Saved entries
##########

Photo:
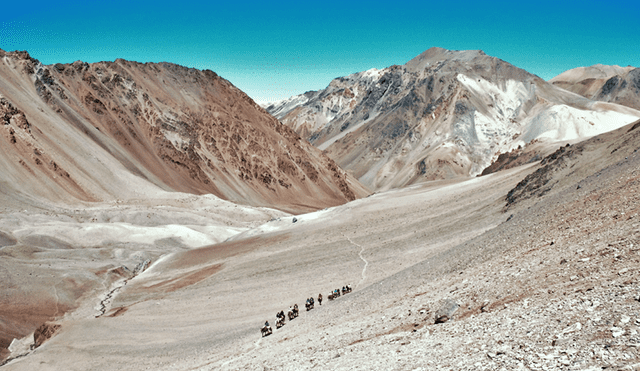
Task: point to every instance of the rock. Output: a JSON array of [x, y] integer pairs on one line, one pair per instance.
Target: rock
[[617, 332], [44, 333], [446, 311]]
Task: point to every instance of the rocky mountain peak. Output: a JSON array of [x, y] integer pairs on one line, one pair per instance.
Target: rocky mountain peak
[[157, 126], [443, 114]]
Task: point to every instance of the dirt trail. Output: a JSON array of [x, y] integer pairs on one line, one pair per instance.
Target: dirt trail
[[366, 263]]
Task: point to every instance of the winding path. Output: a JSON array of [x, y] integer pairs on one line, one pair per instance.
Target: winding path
[[366, 263]]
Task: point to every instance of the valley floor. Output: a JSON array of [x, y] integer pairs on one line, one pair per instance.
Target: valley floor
[[549, 284]]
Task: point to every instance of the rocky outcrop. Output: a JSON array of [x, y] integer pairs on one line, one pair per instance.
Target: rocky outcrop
[[118, 129], [444, 114], [613, 84]]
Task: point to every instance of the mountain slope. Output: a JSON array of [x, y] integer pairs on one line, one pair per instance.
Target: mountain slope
[[444, 114], [124, 130], [613, 84]]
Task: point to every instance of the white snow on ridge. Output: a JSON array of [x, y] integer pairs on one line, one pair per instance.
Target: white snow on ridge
[[507, 101], [281, 108], [561, 122]]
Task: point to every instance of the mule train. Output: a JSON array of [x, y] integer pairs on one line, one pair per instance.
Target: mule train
[[293, 311]]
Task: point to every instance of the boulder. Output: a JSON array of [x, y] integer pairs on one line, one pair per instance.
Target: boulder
[[446, 311]]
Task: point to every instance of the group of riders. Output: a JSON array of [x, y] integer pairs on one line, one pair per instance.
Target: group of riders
[[293, 310]]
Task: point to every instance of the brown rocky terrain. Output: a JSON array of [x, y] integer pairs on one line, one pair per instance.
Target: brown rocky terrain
[[535, 267], [109, 165], [613, 84], [444, 114], [111, 130]]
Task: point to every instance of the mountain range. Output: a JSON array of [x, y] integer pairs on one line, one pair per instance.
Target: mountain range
[[153, 216], [442, 115], [122, 130]]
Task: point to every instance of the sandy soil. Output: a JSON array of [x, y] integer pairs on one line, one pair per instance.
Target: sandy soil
[[549, 282]]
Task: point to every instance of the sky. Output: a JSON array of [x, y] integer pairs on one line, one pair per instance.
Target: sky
[[273, 50]]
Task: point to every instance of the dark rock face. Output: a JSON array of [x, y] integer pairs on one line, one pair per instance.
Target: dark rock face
[[446, 311], [183, 129]]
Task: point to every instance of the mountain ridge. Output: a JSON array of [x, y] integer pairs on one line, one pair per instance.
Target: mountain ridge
[[444, 114], [170, 128]]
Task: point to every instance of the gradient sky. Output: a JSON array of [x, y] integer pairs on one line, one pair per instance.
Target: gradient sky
[[275, 50]]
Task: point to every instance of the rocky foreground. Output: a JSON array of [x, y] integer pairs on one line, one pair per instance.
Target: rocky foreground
[[534, 267]]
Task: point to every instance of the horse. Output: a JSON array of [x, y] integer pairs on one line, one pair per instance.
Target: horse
[[266, 331], [309, 305]]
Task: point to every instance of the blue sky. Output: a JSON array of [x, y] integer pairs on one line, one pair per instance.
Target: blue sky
[[275, 50]]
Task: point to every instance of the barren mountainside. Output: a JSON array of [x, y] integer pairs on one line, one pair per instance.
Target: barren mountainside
[[444, 114], [123, 130], [613, 84]]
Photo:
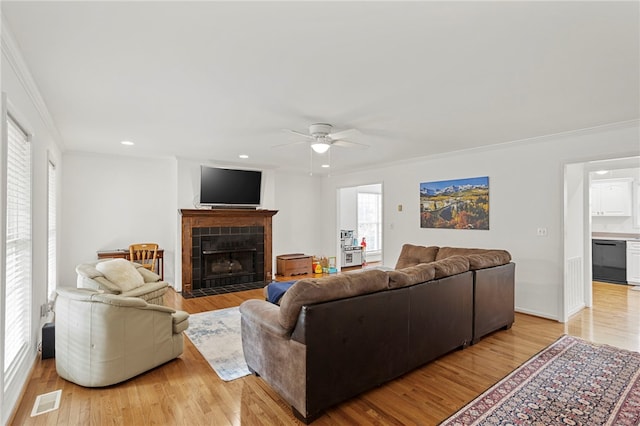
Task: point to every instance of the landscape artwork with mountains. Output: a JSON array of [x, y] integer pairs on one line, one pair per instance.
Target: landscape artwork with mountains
[[455, 204]]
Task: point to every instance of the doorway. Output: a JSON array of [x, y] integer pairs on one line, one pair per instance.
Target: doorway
[[360, 211], [579, 226]]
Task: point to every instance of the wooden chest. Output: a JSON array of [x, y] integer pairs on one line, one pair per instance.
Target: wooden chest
[[294, 264]]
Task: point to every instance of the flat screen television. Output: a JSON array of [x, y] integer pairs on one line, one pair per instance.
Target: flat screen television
[[230, 187]]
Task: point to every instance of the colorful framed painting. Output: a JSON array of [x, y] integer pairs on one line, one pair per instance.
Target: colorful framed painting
[[455, 204]]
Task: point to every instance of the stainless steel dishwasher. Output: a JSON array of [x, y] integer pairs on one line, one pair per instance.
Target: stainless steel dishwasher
[[609, 261]]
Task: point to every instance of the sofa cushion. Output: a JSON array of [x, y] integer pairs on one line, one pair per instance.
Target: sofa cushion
[[452, 265], [121, 273], [412, 275], [478, 258], [315, 290], [489, 259], [411, 255]]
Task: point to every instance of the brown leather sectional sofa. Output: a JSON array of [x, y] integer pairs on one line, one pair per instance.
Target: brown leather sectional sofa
[[335, 337]]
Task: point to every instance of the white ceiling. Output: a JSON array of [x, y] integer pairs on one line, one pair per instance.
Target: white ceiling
[[211, 80]]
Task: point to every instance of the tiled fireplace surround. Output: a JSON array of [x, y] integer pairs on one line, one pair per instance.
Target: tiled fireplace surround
[[236, 244]]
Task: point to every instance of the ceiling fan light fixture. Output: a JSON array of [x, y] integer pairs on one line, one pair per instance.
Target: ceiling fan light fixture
[[320, 147]]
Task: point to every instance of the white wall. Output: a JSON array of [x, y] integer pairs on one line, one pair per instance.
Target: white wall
[[526, 192], [348, 209], [25, 103], [112, 201], [299, 221]]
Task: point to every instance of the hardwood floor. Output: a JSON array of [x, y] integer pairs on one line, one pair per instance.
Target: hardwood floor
[[187, 391]]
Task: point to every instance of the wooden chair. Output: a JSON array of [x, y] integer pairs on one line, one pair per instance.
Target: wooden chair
[[145, 254]]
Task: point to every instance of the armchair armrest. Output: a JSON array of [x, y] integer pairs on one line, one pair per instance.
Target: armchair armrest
[[264, 315], [146, 288]]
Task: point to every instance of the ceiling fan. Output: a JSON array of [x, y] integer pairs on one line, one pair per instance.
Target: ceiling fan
[[323, 139]]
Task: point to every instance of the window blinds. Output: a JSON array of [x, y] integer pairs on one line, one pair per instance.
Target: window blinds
[[18, 248]]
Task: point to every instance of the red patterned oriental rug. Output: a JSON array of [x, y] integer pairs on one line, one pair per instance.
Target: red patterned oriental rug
[[571, 382]]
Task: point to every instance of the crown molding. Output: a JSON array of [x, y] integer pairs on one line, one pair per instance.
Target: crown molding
[[14, 58]]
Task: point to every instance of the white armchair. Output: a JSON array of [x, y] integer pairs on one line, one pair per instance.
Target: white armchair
[[103, 339], [119, 276]]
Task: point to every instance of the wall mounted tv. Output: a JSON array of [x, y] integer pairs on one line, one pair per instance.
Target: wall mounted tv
[[229, 187]]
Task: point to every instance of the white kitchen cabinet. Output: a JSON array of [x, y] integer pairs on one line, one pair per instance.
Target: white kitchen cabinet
[[633, 262], [611, 197]]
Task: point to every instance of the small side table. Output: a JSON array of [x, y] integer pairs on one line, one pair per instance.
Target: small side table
[[294, 264]]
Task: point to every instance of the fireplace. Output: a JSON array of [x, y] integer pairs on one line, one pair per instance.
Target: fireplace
[[225, 248], [227, 255]]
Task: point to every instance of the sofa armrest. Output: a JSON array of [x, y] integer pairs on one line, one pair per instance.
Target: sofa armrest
[[146, 288], [264, 315]]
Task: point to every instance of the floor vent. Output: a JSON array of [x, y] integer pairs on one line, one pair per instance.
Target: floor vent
[[46, 402]]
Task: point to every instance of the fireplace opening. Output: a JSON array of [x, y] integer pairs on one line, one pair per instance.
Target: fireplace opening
[[227, 256], [228, 266]]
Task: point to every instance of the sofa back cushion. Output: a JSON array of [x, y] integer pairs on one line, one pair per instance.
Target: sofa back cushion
[[478, 258], [411, 275], [121, 273], [452, 265], [315, 290], [411, 255]]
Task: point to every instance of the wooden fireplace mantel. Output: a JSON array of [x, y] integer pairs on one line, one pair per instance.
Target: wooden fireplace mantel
[[201, 218]]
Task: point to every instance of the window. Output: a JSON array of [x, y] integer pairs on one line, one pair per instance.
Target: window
[[51, 227], [18, 248], [370, 220]]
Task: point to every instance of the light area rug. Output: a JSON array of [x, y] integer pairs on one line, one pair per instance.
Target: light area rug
[[216, 335], [571, 382]]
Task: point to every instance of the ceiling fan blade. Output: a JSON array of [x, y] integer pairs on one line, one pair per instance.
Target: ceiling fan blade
[[349, 144], [345, 134], [298, 133], [282, 145]]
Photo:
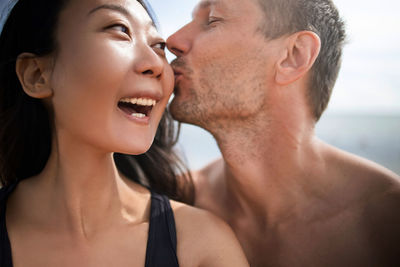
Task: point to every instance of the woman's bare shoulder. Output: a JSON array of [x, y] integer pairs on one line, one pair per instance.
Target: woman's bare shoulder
[[204, 239]]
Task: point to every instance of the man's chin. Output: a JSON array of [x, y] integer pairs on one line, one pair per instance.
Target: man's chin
[[180, 111]]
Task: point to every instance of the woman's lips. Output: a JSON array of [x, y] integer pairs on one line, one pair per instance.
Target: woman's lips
[[137, 109]]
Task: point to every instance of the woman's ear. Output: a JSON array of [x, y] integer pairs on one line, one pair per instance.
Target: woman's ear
[[34, 74], [301, 51]]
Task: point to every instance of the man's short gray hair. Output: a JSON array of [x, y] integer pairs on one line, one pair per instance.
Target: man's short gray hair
[[322, 17]]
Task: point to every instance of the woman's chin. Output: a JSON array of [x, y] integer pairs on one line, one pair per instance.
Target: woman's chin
[[137, 148]]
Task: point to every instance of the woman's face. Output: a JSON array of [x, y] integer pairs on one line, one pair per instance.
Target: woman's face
[[111, 80]]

##########

Return, with no change at all, every line in the entries above from the line containing "Target: rocky outcrop" through the line containing "Task: point to every instance of the mule".

◆ **Answer below**:
Target: rocky outcrop
[[118, 129], [444, 114], [613, 84]]
Task: point to every instance of the mountain slope. Output: a JSON array of [x, y] integer pairs on one line, one pair per instance.
Target: mountain slope
[[444, 114], [124, 130], [613, 84]]
Task: point to every instance of the white snow on ridge. Output: a JSON array of [x, y] integer pairs on one line, one pair per instance.
Target: white snow on ridge
[[507, 101], [281, 108], [561, 122]]
Task: point to every instance of the mule train. Output: a JSON array of [x, y] integer pairs on one line, one pair per instance.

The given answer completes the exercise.